** TASK REQUIREMENTS **
Return each line below holding the string "blonde".
=== Begin Enclosure ===
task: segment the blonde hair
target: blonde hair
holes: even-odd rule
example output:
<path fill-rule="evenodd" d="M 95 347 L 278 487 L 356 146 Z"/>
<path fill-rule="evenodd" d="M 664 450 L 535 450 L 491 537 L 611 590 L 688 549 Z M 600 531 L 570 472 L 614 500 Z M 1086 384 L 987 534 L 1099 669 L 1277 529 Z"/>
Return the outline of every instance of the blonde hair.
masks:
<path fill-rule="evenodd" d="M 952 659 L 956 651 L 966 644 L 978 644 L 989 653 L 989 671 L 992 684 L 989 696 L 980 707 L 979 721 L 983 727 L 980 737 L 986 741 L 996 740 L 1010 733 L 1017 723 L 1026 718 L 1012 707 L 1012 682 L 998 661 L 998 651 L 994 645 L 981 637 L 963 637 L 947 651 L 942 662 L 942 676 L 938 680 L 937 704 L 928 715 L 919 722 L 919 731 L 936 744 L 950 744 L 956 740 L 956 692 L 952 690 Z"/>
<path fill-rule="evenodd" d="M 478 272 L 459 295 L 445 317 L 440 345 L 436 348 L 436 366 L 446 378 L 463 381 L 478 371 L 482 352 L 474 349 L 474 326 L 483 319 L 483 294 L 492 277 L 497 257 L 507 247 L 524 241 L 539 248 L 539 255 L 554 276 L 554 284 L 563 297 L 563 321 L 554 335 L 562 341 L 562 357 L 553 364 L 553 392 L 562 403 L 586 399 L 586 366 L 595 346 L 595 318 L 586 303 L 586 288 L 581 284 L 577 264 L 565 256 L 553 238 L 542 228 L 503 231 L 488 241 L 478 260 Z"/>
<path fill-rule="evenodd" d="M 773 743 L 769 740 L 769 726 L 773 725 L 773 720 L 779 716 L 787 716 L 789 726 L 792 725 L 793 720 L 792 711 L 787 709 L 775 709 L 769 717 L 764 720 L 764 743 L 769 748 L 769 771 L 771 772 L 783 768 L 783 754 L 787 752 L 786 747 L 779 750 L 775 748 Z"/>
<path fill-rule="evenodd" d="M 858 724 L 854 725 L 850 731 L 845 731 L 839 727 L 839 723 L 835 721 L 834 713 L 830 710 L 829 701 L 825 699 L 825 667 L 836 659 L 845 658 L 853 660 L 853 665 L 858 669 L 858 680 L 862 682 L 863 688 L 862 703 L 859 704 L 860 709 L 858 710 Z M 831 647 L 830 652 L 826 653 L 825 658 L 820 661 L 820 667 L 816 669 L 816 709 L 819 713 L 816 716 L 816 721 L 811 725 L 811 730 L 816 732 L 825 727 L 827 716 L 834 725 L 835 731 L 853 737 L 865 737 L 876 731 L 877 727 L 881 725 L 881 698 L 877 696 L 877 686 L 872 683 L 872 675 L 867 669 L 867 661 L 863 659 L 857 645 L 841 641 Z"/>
=== End Enclosure ===
** EXERCISE ANSWER **
task: segment the blonde hair
target: blonde hair
Return the outline of every instance of the blonde hair.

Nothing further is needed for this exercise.